§ Consigne 1:
Répondez à ces questions sur l'extrait « Comment il faut prier Dieu » :
(a) Dans quelles deux régions chaque père de famille peut-il être ministre du Très-Haut dans sa maison ?
(b) À la manière de quels poètes l'extrait propose-t-il de louer Dieu ?
(c) Selon la dernière citation, à qui le Seigneur est-il comparé quand il sort du soleil ?
§ Consigne 2: Reproduisez fidèlement le passage de l'extrait « Comment il faut prier Dieu » qui commence par « Loin d’abolir le » et va jusqu'à « dents des pécheurs. ».
§ Consigne 3: Pouvez-vous réécrire sous forme de liste le paragraphe de l'extrait « Comment il faut prier Dieu » qui commence par « Loin d'abolir le culte public », en gardant ses faits principaux ?

§ Extrait du document:
========================================

Comment il faut prier Dieu.

Nous entendons les clameurs de nos ecclésiastiques ; ils nous crient : S’il faut adorer Dieu en esprit et en vérité, si les hommes sont sages, il n’y aura plus de culte public, on n’ira plus à nos sermons, nous perdrons nos bénéfices. Rassurez-vous, mes amis, sur la plus grande de vos craintes. Nous ne rejetons point les prêtres, quoique dans la Caroline et dans la Pensylvanie chacun de nos pères de famille puisse être ministre du Très-Haut dans sa maison. Non-seulement vous garderez vos bénéfices, mais nous prétendons augmenter le revenu de ceux qui travaillent le plus, et qui sont le moins payés.

Loin d’abolir le culte public, nous voulons le rendre plus pur et moins indigne de l’Être suprême. Vous sentez combien il est indécent de ne chanter à Dieu que des chansons juives, et combien il est honteux de n’avoir pas eu assez d’esprit pour faire vous-mêmes des hymnes plus convenables. Louons Dieu, remercions Dieu, invoquons Dieu à la manière d’Orphée, de Pindare, d’Horace, de Dryden, de Pope, et non à la manière hébraïque. De bonne foi, si vous commenciez d’aujourd’hui à instituer des prières publiques, qui de vous oserait proposer de chanter le barbare galimatias attribué au Juif David ?

Ne rougissez-vous pas de dire à Dieu[1] : Tu gouverneras toutes les nations que tu nous soumettras avec une verge de fer ; tu les briseras comme le potier fait un vase.

[2]Tu as brisé les dents des pécheurs.

[3]La terre a tremblé, les fondements des montagnes se sont ébranlés, parce que le Seigneur s’est fâché contre les montagnes ; il a lancé la grêle et des charbons.

[4]Il a logé dans le soleil, et il en est sorti comme un mari qui sort de son lit.

========================================

§ Données fournies:
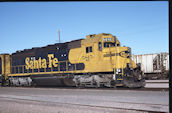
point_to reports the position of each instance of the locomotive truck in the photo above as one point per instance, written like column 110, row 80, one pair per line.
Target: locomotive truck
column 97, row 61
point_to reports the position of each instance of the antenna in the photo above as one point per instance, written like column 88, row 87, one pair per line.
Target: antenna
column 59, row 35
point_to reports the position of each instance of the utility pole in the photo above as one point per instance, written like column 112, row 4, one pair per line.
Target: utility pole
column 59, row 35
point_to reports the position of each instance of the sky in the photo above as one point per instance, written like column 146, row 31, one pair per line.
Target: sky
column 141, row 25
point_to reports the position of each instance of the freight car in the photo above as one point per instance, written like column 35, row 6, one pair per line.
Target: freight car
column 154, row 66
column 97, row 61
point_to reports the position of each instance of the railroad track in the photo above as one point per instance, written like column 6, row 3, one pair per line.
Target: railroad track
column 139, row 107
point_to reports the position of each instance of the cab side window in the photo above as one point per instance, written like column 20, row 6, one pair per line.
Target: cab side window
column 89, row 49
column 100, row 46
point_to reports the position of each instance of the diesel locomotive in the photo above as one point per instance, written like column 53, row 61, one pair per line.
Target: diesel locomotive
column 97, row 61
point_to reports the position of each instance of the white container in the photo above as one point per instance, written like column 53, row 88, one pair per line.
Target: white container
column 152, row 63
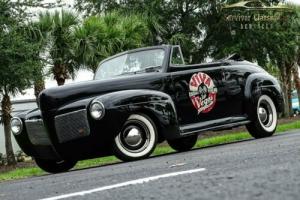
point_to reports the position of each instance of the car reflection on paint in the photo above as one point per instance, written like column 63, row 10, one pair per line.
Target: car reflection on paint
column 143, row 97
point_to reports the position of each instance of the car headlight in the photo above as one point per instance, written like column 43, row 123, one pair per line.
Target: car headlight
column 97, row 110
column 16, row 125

========================================

§ Réponse attendue 1:
(a) Dans la Caroline et dans la Pensylvanie.
(b) Orphée, Pindare, Horace, Dryden et Pope.
(c) À un mari qui sort de son lit.

§ Réponse attendue 2:
Loin d’abolir le culte public, nous voulons le rendre plus pur et moins indigne de l’Être suprême. Vous sentez combien il est indécent de ne chanter à Dieu que des chansons juives, et combien il est honteux de n’avoir pas eu assez d’esprit pour faire vous-mêmes des hymnes plus convenables. Louons Dieu, remercions Dieu, invoquons Dieu à la manière d’Orphée, de Pindare, d’Horace, de Dryden, de Pope, et non à la manière hébraïque. De bonne foi, si vous commenciez d’aujourd’hui à instituer des prières publiques, qui de vous oserait proposer de chanter le barbare galimatias attribué au Juif David ?

Ne rougissez-vous pas de dire à Dieu[1] : Tu gouverneras toutes les nations que tu nous soumettras avec une verge de fer ; tu les briseras comme le potier fait un vase.

[2]Tu as brisé les dents des pécheurs.

§ Réponse attendue 3:
- On ne veut pas abolir le culte public, mais le rendre plus pur et moins indigne de l'Être suprême.
- Il est indécent de ne chanter à Dieu que des chansons juives, et honteux de ne pas avoir composé soi-même des hymnes plus convenables.
- Il faut louer, remercier et invoquer Dieu à la manière d'Orphée, de Pindare, d'Horace, de Dryden et de Pope, non à la manière hébraïque.
- Si l'on instituait aujourd'hui des prières publiques, personne n'oserait proposer de chanter le « barbare galimatias » attribué au Juif David.